§ DIRECTIVE: Retype the records word for word, starting at the line containing "and locate eye." and ending at the final line of the records, both included.

START EXTRACTED MATERIAL

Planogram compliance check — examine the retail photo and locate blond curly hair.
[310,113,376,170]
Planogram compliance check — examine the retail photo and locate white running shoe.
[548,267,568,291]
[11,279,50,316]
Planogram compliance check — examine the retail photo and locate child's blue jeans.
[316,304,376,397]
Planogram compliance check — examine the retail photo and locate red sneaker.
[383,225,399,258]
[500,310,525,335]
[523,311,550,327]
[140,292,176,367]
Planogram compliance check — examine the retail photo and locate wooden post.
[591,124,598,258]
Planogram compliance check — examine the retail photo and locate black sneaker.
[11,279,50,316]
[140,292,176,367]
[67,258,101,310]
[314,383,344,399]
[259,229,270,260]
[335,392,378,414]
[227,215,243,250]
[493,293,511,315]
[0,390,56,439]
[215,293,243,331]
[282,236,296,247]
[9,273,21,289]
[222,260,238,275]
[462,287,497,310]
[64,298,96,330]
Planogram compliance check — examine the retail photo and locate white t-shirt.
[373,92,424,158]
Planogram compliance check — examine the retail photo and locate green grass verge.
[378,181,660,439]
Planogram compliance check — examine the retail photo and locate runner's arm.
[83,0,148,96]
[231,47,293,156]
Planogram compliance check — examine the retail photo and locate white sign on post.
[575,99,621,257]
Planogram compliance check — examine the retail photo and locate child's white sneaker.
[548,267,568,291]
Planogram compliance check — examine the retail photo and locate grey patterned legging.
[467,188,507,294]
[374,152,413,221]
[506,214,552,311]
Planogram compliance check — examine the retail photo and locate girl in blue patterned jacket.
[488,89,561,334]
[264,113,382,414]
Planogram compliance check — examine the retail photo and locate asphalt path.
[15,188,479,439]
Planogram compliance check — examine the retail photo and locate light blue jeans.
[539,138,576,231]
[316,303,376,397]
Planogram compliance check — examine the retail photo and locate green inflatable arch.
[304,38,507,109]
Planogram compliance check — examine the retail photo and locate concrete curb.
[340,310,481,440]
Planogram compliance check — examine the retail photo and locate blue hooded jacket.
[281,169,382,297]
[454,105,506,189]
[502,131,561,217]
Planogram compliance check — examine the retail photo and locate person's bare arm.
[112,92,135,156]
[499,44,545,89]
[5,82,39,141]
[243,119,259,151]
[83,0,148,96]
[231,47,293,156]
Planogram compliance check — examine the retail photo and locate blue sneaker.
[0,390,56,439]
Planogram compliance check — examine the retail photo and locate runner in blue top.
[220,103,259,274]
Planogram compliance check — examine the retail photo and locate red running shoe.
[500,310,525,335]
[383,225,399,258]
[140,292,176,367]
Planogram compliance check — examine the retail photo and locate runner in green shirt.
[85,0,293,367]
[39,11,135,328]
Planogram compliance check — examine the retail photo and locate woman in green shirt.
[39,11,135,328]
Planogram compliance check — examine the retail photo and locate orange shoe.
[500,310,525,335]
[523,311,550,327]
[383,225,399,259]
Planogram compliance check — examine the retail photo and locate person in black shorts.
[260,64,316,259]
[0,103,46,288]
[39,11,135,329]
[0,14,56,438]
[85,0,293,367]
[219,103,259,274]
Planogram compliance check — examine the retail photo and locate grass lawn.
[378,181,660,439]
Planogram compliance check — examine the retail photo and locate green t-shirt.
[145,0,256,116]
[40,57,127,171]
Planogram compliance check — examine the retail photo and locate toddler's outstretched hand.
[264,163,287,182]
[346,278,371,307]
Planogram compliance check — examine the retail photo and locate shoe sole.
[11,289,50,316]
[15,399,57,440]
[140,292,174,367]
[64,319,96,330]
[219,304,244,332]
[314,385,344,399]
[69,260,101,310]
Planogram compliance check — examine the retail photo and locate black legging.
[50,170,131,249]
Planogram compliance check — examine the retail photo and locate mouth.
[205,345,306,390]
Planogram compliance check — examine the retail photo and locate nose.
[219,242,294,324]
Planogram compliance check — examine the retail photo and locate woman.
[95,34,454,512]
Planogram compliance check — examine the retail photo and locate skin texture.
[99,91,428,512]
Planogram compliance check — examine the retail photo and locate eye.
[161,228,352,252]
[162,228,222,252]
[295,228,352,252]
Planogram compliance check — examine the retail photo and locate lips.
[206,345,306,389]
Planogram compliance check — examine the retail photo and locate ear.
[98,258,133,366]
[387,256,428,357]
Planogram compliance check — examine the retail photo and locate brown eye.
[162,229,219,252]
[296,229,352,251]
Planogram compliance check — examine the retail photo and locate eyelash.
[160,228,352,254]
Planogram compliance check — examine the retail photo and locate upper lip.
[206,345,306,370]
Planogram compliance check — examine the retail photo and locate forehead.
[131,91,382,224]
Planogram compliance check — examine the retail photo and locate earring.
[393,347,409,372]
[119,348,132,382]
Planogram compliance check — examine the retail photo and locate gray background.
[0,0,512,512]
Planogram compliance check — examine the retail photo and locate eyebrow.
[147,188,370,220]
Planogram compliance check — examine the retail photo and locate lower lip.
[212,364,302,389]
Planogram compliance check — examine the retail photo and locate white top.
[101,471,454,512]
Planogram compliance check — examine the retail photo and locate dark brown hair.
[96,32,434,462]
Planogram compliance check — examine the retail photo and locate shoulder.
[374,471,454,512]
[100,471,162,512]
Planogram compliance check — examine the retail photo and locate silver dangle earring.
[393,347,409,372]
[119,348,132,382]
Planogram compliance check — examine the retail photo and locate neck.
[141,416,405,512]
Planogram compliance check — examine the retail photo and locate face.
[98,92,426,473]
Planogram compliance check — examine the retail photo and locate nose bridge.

END EXTRACTED MATERIAL

§ WRITTEN RESPONSE:
Planogram compliance check — examine the retail photo and locate eye.
[161,228,352,252]
[162,228,222,252]
[295,228,352,252]
Planogram compliance check — examine the retail photo and locate lips.
[206,345,306,389]
Planogram compliance check — examine the retail photo and locate ear.
[98,258,133,366]
[387,256,428,357]
Planogram compliance check — examine the retail photo and locate brown eye.
[162,229,219,252]
[296,229,352,251]
Planogram compliance check — examine the retail photo and locate eyelash.
[160,228,352,254]
Planogram compliance check — examine the retail photo and locate upper lip.
[206,345,306,370]
Planogram compliance check — examine the retail photo and locate forehead.
[131,91,382,224]
Planogram compliance check — examine the retail photo and locate earring.
[393,347,409,372]
[119,348,132,382]
Planogram compliance check — examine the retail photo and locate gray background.
[0,0,512,512]
Planogram compliance check — examine the retail photo and locate eyebrow.
[147,188,370,220]
Planogram compliance check — examine the retail photo and locate lower lip.
[212,364,302,389]
Planogram compliance check — examine the retail photo and locate white top.
[101,471,454,512]
Planogram compliance check — examine the retail photo and locate dark brown hair.
[96,32,434,462]
Planogram compliance check — examine the retail photo and locate shoulder.
[374,471,454,512]
[100,471,162,512]
Planogram compliance check — examine the retail photo and locate silver dangle earring.
[393,347,409,372]
[119,348,132,382]
Planogram compliance check — examine the retail photo and locate neck.
[141,416,405,512]
Planogram compliance check — examine the retail photo and locate face.
[98,92,426,473]
Planogram compliance check — examine the retail photo and locate nose bridge.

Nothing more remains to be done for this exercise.